-- START STORED ROWS --
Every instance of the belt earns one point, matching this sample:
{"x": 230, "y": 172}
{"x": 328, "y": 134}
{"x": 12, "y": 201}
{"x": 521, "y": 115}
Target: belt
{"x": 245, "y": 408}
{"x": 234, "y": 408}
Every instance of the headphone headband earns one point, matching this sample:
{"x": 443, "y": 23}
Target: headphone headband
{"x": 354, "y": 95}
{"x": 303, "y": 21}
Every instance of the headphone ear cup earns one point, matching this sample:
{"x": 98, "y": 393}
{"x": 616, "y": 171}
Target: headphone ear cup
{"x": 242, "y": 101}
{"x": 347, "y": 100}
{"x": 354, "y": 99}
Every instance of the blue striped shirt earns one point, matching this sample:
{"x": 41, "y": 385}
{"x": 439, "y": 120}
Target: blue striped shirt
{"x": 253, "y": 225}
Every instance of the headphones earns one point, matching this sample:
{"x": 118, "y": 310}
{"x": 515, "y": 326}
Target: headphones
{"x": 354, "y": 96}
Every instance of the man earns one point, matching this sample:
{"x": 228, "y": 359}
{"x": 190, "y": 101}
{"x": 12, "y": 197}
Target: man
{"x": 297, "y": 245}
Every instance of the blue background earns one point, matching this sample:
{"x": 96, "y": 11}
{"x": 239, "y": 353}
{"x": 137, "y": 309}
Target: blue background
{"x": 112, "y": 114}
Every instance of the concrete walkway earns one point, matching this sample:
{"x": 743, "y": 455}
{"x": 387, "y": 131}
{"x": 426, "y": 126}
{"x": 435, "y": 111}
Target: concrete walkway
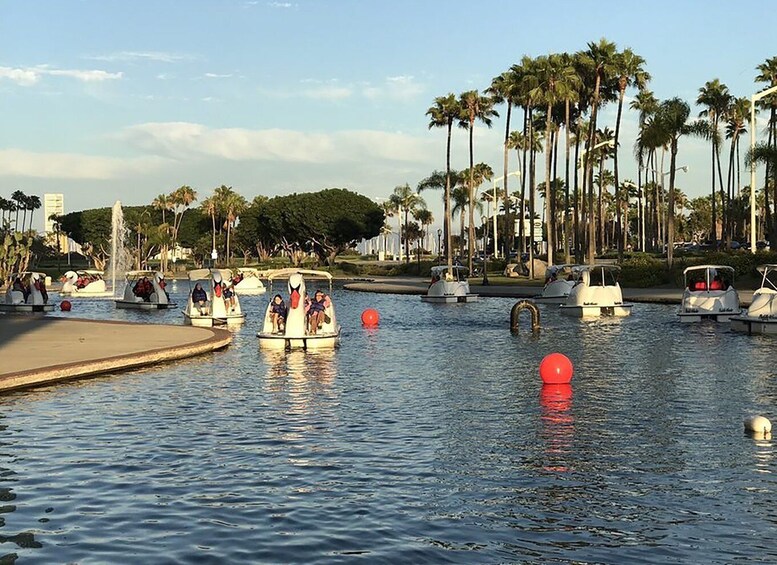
{"x": 41, "y": 350}
{"x": 418, "y": 286}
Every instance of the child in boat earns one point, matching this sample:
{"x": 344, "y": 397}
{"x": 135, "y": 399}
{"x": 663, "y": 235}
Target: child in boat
{"x": 278, "y": 314}
{"x": 315, "y": 310}
{"x": 200, "y": 299}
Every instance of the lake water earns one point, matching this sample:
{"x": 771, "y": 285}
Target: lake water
{"x": 426, "y": 440}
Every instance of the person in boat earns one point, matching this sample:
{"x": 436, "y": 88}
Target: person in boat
{"x": 315, "y": 311}
{"x": 200, "y": 299}
{"x": 278, "y": 314}
{"x": 19, "y": 286}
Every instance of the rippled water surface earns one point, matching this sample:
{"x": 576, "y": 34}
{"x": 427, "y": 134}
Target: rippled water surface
{"x": 428, "y": 439}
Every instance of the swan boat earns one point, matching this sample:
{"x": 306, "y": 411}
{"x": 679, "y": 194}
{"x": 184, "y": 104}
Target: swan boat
{"x": 449, "y": 286}
{"x": 144, "y": 290}
{"x": 596, "y": 293}
{"x": 218, "y": 308}
{"x": 761, "y": 316}
{"x": 559, "y": 280}
{"x": 295, "y": 335}
{"x": 26, "y": 293}
{"x": 708, "y": 293}
{"x": 249, "y": 281}
{"x": 85, "y": 283}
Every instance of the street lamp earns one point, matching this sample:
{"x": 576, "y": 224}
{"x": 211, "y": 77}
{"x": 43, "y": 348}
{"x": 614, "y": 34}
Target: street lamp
{"x": 496, "y": 200}
{"x": 484, "y": 219}
{"x": 753, "y": 99}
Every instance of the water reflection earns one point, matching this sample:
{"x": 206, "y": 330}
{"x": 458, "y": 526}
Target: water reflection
{"x": 558, "y": 425}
-- END STORED ROWS --
TASK DETAILS:
Pictures excluded, quote all the data above exactly.

THE ANSWER:
Every instance of the belt earns one point, matching this sample:
{"x": 230, "y": 172}
{"x": 328, "y": 134}
{"x": 12, "y": 201}
{"x": 521, "y": 115}
Target: belt
{"x": 245, "y": 408}
{"x": 234, "y": 408}
Every instance of the headphone headband earns one point, matching this sample:
{"x": 443, "y": 23}
Target: headphone headband
{"x": 354, "y": 95}
{"x": 303, "y": 21}
Every instance of the headphone ear cup earns one point, matching this sample:
{"x": 98, "y": 393}
{"x": 616, "y": 171}
Target: headphone ear cup
{"x": 242, "y": 101}
{"x": 347, "y": 100}
{"x": 354, "y": 99}
Every instance of the blue striped shirt earns one point, matching this sample:
{"x": 41, "y": 385}
{"x": 439, "y": 120}
Target: blue striped shirt
{"x": 253, "y": 225}
Every instance of the headphones earns one point, matching this sample:
{"x": 118, "y": 310}
{"x": 515, "y": 326}
Target: headphones
{"x": 354, "y": 96}
Every instance of the man earns one point, matching this sample:
{"x": 228, "y": 359}
{"x": 190, "y": 101}
{"x": 12, "y": 197}
Target: man
{"x": 297, "y": 245}
Every instance of the blue background earns one point, matching this sample:
{"x": 96, "y": 11}
{"x": 239, "y": 353}
{"x": 137, "y": 309}
Target: blue background
{"x": 112, "y": 114}
Every instance of the concrete walkway earns one point, matching this sample:
{"x": 743, "y": 455}
{"x": 387, "y": 131}
{"x": 426, "y": 126}
{"x": 435, "y": 111}
Target: concrete walkway
{"x": 41, "y": 350}
{"x": 418, "y": 286}
Every instance of the child in boat earns one point, matching this sample:
{"x": 344, "y": 397}
{"x": 135, "y": 399}
{"x": 663, "y": 235}
Target: child in boat
{"x": 278, "y": 314}
{"x": 315, "y": 310}
{"x": 200, "y": 299}
Every instance of the lake water earns one point, matching this sample:
{"x": 771, "y": 285}
Target: lake water
{"x": 426, "y": 440}
Every instance of the person in boat earns one point, matching this sample:
{"x": 436, "y": 88}
Target: person in boat
{"x": 315, "y": 311}
{"x": 200, "y": 299}
{"x": 278, "y": 314}
{"x": 19, "y": 286}
Every instance of the rippled water surface earns one point, matching this sample:
{"x": 576, "y": 34}
{"x": 427, "y": 134}
Target: rippled water surface
{"x": 428, "y": 439}
Every instance of the swan boat earns one point, matching this sample:
{"x": 306, "y": 411}
{"x": 679, "y": 194}
{"x": 184, "y": 104}
Target: swan boat
{"x": 449, "y": 286}
{"x": 144, "y": 290}
{"x": 596, "y": 293}
{"x": 218, "y": 308}
{"x": 761, "y": 316}
{"x": 559, "y": 280}
{"x": 295, "y": 335}
{"x": 26, "y": 293}
{"x": 708, "y": 293}
{"x": 249, "y": 281}
{"x": 85, "y": 283}
Every instance of the street lamp earns one point, matching this sample:
{"x": 576, "y": 224}
{"x": 211, "y": 77}
{"x": 43, "y": 348}
{"x": 614, "y": 34}
Target: street lamp
{"x": 496, "y": 200}
{"x": 484, "y": 219}
{"x": 753, "y": 99}
Every instance of the water reflection earns one point, matching this sample:
{"x": 206, "y": 330}
{"x": 458, "y": 526}
Target: water reflection
{"x": 558, "y": 425}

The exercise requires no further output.